------ Input records
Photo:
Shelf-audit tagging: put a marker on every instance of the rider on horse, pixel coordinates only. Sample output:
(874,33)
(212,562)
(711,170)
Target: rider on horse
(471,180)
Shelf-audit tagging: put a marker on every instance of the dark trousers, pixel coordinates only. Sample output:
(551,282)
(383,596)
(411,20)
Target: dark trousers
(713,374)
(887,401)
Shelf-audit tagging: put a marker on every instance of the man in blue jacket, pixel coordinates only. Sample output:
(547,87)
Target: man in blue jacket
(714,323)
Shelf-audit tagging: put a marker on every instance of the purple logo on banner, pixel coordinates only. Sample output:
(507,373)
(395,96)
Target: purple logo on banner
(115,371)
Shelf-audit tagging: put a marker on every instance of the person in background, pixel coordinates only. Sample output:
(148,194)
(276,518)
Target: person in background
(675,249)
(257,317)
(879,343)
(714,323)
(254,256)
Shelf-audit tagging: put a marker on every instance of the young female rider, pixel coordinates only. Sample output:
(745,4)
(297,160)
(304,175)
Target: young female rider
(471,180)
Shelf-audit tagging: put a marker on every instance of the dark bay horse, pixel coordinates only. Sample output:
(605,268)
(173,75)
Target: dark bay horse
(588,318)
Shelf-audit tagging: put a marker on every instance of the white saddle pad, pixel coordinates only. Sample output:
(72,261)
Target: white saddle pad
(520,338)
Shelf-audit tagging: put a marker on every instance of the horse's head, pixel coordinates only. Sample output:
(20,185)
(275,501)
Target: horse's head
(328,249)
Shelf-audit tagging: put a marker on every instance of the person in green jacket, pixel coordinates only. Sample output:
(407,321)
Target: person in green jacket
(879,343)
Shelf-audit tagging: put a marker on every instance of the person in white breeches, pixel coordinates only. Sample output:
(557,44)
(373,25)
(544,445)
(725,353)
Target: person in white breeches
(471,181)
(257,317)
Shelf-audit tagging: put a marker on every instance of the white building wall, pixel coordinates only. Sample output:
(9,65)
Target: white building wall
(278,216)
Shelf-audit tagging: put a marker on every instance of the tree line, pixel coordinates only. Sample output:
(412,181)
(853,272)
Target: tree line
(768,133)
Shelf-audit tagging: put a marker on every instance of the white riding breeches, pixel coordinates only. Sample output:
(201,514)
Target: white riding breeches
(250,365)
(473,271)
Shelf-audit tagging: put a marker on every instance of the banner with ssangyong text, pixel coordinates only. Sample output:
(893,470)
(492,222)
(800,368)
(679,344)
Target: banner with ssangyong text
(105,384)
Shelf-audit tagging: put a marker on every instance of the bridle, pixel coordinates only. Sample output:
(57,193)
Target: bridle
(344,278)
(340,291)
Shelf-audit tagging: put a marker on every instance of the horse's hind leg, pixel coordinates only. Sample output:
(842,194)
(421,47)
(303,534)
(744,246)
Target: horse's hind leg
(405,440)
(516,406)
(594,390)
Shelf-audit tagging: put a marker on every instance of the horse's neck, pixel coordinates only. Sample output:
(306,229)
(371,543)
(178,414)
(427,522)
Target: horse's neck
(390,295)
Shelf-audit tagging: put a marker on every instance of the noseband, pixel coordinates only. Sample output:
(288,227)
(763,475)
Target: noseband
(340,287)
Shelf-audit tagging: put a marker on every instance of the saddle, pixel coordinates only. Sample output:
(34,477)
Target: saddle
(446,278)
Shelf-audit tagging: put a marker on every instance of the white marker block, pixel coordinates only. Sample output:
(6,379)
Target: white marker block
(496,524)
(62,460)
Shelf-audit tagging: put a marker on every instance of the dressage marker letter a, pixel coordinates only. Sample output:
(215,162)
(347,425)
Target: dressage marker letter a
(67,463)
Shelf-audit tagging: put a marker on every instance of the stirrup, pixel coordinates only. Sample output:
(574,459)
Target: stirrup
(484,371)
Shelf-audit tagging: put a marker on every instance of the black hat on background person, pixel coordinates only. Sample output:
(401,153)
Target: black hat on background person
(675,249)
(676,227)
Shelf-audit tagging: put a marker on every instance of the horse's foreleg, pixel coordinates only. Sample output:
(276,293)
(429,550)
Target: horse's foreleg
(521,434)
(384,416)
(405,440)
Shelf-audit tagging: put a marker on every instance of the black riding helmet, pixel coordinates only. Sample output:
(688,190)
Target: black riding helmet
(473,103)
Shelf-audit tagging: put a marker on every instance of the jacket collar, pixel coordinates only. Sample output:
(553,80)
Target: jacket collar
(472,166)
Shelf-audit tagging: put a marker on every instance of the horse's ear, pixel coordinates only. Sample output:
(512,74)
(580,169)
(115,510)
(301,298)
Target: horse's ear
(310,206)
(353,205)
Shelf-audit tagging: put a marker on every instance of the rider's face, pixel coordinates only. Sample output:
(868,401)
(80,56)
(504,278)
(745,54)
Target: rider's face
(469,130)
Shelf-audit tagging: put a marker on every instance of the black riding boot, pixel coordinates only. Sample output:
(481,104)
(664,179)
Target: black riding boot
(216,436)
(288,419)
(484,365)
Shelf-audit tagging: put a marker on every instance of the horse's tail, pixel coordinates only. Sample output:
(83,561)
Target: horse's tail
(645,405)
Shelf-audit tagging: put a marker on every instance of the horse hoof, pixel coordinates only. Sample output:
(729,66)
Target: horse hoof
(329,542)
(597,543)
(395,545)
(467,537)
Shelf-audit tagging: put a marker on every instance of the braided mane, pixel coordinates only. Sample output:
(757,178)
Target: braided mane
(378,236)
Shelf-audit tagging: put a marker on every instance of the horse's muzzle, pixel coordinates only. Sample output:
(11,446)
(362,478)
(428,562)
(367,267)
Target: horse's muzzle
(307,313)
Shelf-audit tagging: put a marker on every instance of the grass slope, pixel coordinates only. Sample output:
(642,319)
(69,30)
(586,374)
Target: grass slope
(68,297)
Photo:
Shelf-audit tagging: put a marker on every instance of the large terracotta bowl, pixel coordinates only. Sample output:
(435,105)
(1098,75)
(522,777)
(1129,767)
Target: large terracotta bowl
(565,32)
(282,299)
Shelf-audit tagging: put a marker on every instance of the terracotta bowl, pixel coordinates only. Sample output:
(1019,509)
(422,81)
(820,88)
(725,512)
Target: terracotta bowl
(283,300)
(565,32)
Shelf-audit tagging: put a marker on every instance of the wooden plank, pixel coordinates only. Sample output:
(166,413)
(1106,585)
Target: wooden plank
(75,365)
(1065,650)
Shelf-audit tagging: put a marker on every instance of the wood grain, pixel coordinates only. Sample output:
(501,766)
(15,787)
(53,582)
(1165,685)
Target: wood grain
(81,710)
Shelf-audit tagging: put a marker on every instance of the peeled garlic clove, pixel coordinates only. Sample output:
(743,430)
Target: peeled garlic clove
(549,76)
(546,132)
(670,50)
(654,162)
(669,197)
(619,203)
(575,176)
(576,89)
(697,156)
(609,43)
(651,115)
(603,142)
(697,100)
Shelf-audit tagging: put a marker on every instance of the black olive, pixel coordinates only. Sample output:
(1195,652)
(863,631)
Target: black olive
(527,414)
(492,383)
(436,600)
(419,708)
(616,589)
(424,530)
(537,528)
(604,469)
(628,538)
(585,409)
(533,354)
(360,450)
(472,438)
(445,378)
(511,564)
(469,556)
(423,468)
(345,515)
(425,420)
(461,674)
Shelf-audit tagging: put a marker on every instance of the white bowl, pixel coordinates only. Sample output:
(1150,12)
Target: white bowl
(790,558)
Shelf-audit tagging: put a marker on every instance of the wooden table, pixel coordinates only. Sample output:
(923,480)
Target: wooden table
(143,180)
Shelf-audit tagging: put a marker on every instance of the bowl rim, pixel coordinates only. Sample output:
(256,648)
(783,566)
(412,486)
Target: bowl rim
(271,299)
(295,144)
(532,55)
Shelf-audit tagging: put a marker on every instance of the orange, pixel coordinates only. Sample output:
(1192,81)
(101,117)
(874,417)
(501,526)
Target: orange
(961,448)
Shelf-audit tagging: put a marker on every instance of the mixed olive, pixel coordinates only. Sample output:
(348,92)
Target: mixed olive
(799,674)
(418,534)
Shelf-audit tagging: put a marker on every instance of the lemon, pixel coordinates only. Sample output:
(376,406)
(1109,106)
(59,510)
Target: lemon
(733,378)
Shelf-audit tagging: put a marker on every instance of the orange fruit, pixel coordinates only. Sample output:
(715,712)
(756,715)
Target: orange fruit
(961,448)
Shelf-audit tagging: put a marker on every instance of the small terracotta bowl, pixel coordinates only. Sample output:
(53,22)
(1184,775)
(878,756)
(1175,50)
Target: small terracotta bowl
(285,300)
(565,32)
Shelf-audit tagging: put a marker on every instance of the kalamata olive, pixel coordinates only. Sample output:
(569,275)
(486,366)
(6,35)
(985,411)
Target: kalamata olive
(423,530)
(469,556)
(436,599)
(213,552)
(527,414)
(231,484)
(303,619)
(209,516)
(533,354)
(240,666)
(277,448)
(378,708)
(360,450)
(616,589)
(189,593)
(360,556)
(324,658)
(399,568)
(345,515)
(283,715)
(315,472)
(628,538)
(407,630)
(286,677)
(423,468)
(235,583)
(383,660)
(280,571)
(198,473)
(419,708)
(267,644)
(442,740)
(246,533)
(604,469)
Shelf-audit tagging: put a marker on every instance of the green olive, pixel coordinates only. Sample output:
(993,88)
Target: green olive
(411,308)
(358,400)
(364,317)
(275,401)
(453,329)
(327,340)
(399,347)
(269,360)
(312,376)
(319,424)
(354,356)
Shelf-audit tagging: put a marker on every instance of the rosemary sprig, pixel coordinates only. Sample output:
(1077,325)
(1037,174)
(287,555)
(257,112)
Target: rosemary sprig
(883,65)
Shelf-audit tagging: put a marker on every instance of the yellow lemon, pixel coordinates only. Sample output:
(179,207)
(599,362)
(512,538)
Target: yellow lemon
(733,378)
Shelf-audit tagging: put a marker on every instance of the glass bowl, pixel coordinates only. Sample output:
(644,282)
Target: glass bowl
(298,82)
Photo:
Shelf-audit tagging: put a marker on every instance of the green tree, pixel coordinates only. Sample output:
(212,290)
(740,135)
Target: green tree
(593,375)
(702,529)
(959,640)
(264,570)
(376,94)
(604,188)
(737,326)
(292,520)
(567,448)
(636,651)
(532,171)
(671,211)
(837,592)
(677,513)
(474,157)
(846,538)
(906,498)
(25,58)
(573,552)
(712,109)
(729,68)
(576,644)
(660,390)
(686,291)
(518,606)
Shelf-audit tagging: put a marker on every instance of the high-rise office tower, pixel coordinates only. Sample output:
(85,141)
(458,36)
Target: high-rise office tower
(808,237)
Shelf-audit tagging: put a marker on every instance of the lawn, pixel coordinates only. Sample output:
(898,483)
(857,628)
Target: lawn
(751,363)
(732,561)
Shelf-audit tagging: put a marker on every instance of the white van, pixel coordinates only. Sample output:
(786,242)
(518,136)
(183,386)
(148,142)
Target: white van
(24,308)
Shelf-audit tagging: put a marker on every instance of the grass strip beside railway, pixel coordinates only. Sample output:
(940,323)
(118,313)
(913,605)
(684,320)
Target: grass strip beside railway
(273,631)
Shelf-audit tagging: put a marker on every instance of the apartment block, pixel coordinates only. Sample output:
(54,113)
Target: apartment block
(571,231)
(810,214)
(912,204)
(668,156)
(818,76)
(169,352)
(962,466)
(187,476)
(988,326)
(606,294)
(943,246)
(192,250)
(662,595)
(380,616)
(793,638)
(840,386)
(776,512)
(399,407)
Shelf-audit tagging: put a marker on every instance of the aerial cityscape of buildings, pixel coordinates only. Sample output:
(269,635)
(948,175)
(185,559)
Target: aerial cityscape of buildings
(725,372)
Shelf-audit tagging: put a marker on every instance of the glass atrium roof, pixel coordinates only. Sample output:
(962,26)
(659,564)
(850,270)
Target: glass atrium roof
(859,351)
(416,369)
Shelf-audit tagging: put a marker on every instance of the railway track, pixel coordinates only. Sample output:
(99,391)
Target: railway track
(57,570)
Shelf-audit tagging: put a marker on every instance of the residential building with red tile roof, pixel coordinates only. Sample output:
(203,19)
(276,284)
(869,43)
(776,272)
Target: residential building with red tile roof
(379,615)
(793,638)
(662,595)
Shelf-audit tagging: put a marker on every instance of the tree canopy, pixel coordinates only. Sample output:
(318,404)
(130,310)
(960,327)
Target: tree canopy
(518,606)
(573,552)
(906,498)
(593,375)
------------
Given request:
Repeat only what runs from the line holding "of the railway" to the end of the data, keeping every line exactly as written, first and last included.

Result for this exercise:
Shelf-audit tagging: put a marker on every instance of the railway track, pixel coordinates only. Sample output:
(99,391)
Target: railway track
(57,570)
Shelf-audit tagging: put a marker on every instance of the residential building with red tile roof, pixel coordinates only. Sample output:
(203,19)
(276,284)
(869,43)
(776,272)
Target: residential building with red tile roof
(379,615)
(793,638)
(662,595)
Shelf-audit tagging: put a marker on every instance of the tree canopy, pixel coordinates only. Sample output:
(318,404)
(130,310)
(960,327)
Target: tree canopy
(518,606)
(573,552)
(906,498)
(593,375)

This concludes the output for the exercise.